-------- RAW DATA

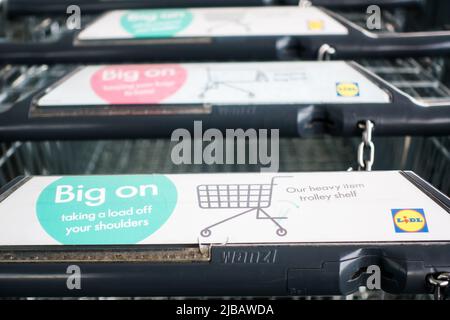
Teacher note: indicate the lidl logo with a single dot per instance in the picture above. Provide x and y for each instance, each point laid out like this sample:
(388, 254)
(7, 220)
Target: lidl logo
(315, 25)
(347, 89)
(409, 220)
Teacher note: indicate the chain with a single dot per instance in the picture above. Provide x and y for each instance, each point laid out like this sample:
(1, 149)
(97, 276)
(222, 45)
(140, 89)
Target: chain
(440, 283)
(366, 145)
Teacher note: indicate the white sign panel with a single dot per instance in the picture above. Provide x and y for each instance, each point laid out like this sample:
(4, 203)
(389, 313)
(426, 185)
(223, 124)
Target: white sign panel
(221, 208)
(215, 83)
(211, 22)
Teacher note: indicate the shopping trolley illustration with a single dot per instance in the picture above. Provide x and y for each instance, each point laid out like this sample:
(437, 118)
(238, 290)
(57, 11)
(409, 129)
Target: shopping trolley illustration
(237, 80)
(253, 197)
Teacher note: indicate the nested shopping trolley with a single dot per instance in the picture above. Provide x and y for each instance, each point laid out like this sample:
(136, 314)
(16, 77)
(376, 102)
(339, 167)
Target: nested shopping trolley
(255, 198)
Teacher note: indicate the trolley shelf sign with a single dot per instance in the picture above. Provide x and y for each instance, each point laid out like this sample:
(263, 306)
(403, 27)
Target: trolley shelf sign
(251, 208)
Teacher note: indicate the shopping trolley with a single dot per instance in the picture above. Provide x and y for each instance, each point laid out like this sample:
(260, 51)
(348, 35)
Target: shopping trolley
(253, 197)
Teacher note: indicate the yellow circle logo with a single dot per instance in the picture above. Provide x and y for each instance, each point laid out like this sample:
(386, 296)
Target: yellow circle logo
(347, 89)
(409, 220)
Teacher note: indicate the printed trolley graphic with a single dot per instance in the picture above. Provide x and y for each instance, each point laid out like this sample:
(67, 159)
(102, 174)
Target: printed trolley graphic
(253, 197)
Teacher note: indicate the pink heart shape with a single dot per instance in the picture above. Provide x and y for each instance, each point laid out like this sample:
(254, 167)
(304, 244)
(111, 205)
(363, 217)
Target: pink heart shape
(138, 84)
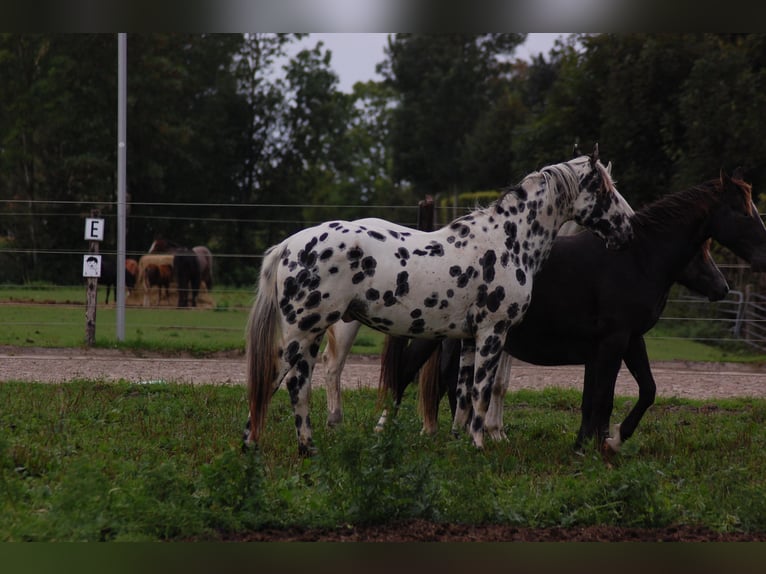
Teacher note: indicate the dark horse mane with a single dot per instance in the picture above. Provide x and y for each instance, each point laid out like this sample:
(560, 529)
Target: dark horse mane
(688, 205)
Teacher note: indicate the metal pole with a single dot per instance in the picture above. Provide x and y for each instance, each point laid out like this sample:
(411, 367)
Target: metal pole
(122, 74)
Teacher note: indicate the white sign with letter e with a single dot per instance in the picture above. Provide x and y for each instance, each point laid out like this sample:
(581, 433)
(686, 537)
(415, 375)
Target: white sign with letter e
(94, 229)
(91, 265)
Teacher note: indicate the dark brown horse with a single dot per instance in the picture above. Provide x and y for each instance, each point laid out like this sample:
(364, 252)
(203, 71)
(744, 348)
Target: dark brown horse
(591, 306)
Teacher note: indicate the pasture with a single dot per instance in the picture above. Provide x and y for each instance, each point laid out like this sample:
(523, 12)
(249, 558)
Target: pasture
(89, 461)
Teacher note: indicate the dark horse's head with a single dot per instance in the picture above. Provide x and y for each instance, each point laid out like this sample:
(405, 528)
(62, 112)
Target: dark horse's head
(736, 223)
(703, 276)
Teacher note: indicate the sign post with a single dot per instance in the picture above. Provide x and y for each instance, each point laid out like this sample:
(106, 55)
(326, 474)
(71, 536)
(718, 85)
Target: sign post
(91, 270)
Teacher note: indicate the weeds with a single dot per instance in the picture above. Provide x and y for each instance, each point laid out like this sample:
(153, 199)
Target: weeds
(116, 461)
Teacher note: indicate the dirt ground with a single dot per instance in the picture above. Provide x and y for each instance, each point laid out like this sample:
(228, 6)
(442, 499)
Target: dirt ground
(674, 379)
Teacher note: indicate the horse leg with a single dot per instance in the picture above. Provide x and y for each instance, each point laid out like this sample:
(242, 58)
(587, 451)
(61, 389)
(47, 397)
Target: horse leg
(637, 362)
(493, 426)
(488, 350)
(339, 341)
(586, 404)
(448, 370)
(607, 364)
(301, 355)
(427, 355)
(464, 385)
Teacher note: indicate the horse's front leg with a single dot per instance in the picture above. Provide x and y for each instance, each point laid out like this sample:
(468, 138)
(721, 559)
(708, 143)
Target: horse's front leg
(340, 338)
(488, 349)
(301, 359)
(493, 425)
(637, 362)
(464, 385)
(605, 367)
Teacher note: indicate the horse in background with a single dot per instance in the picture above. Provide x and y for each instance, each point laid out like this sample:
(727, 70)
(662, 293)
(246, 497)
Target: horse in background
(109, 275)
(205, 260)
(191, 267)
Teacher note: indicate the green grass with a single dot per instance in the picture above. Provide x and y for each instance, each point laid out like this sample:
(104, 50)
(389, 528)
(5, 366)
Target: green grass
(88, 461)
(47, 316)
(29, 319)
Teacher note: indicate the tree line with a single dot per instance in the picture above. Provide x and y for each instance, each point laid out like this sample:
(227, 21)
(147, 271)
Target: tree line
(225, 130)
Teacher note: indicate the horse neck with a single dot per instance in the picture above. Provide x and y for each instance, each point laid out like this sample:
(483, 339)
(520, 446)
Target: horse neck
(666, 238)
(538, 192)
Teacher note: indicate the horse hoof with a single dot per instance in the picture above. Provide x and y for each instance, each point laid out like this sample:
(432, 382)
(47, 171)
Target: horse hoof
(497, 435)
(334, 420)
(306, 451)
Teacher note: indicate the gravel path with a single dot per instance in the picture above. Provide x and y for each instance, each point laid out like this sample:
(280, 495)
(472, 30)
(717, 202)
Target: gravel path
(680, 379)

----------------

### INSTRUCTIONS FOR THE TASK:
Please set down, unchanged, every line from the one with "Teacher note: indicate the gravel" through the end of the items above.

### EXERCISE SOLUTION:
Teacher note: indicate the gravel path with a single dot per instance in the picture above. Provide x and y for each instance, each point laid out like this sample:
(280, 495)
(472, 30)
(717, 202)
Target: gravel path
(680, 379)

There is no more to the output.